The request: Repeat the lines beginning at the one with "yellow text, shaped like this sample" and running to the end of the material, keeping the first and last of them, exactly as they appear.

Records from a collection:
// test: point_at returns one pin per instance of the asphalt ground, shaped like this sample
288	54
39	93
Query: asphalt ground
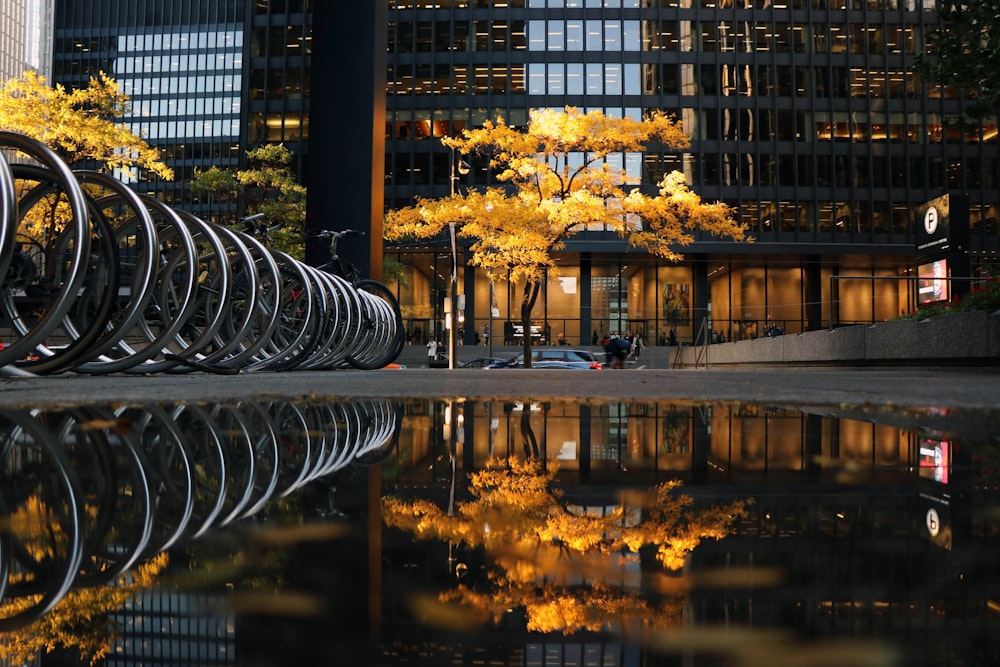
932	388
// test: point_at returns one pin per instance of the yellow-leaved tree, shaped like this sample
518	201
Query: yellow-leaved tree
563	567
82	124
267	186
557	180
84	127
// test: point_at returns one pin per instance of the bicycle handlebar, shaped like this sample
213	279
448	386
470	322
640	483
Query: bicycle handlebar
331	234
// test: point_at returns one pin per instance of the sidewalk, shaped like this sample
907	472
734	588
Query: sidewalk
941	389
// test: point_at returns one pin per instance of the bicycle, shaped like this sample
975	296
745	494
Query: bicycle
381	318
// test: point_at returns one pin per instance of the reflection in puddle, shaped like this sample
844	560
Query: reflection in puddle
500	533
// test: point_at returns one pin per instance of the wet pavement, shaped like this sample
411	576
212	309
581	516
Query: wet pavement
973	388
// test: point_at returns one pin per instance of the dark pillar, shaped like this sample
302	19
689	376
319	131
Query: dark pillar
586	301
701	444
347	129
469	288
586	415
814	294
959	265
702	296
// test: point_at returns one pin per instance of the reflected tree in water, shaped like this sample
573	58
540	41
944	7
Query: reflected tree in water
568	568
83	619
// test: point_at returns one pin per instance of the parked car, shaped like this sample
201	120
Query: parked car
554	358
482	362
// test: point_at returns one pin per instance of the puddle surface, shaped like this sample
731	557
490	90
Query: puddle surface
499	533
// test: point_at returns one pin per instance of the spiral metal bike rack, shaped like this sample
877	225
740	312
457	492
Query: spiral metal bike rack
91	491
98	279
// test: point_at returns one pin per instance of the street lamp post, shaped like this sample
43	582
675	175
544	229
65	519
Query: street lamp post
457	167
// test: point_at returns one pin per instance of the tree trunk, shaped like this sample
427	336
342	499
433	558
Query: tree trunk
528	299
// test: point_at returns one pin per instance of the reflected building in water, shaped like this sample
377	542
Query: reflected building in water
879	526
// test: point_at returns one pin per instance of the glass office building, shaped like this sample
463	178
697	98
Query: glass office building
207	80
25	37
805	116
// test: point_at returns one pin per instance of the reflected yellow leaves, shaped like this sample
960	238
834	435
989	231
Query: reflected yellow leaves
566	567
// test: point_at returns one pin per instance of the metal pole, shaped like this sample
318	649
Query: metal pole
454	273
456	167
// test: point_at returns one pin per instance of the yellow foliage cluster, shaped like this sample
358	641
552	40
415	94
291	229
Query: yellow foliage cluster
557	182
80	124
544	552
81	620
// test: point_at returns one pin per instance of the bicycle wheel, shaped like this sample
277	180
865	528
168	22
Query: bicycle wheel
384	322
69	246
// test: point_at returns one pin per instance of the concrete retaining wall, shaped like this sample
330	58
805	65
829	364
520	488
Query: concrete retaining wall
958	338
961	338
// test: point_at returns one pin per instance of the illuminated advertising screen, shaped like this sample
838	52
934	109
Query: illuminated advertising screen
934	461
933	282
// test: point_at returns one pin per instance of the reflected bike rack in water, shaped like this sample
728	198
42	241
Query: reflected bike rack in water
91	491
99	279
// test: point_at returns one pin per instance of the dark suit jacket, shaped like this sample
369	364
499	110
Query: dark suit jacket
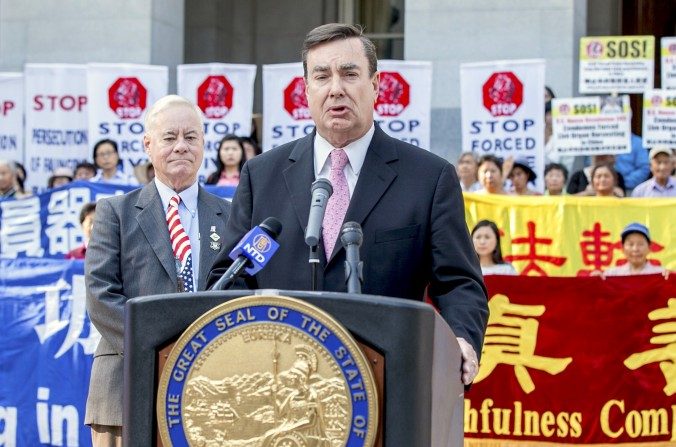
410	206
129	255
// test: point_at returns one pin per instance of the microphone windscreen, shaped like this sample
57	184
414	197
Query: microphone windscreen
351	233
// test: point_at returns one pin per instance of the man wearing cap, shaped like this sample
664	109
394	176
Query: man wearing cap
662	184
636	247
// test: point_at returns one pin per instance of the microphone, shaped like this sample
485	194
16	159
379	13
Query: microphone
321	191
252	252
351	237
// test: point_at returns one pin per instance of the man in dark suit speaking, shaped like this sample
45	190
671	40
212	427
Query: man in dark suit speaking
407	200
147	242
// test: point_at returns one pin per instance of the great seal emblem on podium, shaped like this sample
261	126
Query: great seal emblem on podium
267	371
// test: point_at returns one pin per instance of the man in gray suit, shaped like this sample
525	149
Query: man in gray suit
130	252
407	200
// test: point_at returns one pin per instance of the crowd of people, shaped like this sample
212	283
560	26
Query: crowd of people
641	173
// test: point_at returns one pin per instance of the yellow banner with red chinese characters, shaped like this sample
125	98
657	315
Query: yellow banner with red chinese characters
572	236
576	361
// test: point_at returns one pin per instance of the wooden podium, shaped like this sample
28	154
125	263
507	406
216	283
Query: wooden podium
413	352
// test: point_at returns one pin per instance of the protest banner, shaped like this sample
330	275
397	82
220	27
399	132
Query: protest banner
56	120
591	125
576	361
11	111
546	347
616	64
46	353
224	94
404	103
402	108
659	118
47	224
503	112
285	108
119	97
571	235
668	66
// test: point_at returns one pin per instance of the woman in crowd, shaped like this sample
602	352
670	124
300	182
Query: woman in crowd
86	222
581	181
555	179
107	161
490	175
229	163
468	171
604	183
11	185
486	240
8	186
60	176
636	247
520	175
251	147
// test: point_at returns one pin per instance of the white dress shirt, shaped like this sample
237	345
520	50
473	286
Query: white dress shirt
187	211
355	151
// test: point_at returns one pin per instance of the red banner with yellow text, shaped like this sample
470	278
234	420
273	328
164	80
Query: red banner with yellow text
572	236
581	361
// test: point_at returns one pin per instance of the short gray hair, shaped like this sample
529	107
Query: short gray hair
168	101
10	164
339	31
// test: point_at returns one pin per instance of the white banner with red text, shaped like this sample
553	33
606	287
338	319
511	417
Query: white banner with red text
119	97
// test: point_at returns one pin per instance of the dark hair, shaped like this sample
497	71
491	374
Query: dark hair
493	159
339	31
86	210
20	176
607	166
85	165
220	167
101	142
557	166
496	256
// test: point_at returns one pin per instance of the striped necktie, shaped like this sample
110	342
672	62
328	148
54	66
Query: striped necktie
180	244
337	205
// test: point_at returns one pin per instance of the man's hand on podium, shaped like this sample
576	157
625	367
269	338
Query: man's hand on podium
470	363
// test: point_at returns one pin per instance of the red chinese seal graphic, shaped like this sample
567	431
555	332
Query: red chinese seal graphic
295	101
393	94
594	49
502	93
127	98
214	96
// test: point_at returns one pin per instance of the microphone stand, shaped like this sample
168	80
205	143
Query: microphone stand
313	259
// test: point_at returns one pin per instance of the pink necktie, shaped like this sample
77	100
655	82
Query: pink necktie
338	202
180	244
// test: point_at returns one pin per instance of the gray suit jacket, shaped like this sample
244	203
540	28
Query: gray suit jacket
129	255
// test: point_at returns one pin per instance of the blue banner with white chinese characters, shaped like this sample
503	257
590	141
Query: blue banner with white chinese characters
47	225
46	348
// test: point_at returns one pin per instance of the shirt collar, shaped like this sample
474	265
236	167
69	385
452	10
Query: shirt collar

Written solution:
// test: point_at returns one pin per instance of the red banner with yellow text, shaped like this sample
470	278
234	420
273	328
164	80
Query: red banner with yellow text
572	236
581	361
// test: point_at returns one pin per instance of the short gray hair, shaped like this sample
529	107
Query: short gray hair
168	101
10	164
339	31
// test: point_at returns one pin per instance of the white banner with red text, shaped like this sample
553	33
606	287
338	319
511	417
Query: white banner with red text
119	97
// test: point_at returns one pin per instance of the dark hair, shaped like this sample
497	71
491	374
Query: dark hair
493	159
339	31
86	210
20	176
607	166
85	165
220	167
101	142
557	166
496	256
// test: point_at returns one pin per instance of the striped necktie, shaped like this sample
110	342
672	62
328	148
54	66
Query: striped necktie
180	244
337	205
// test: point_at returns one pin per instance of the man's hand on podium, shaped like this sample
576	157
625	367
269	338
Query: man's hand on podium
470	363
// test: point_at returns one pin per instance of the red chinese seal graphic, shaped like this sample
567	431
555	332
Query: red chinese seal graphic
295	101
393	94
594	49
502	93
127	98
214	96
// test: point_at returns one pin per instance of the microphone stand, shaped like this sample
168	80
205	143
Query: microphone stand
313	259
// test: point_at returns one pin per instance of the pink necktie, shaped like this sample
77	100
655	82
Query: pink necktie
338	202
180	244
// test: point_at returns one pin per instance of the gray suit jacket, shaped like this sample
244	203
540	28
Query: gray suit jacket
129	255
// test: point_at returns one pin per instance of the blue banner with white chinese characters, shaped like this sample
503	257
590	141
Query: blue banner with white chinese characters
47	225
46	348
// test: point_at returns one pin per instance of the shirt collar, shaped like this sample
474	265
236	167
69	385
452	10
Query: shirt collar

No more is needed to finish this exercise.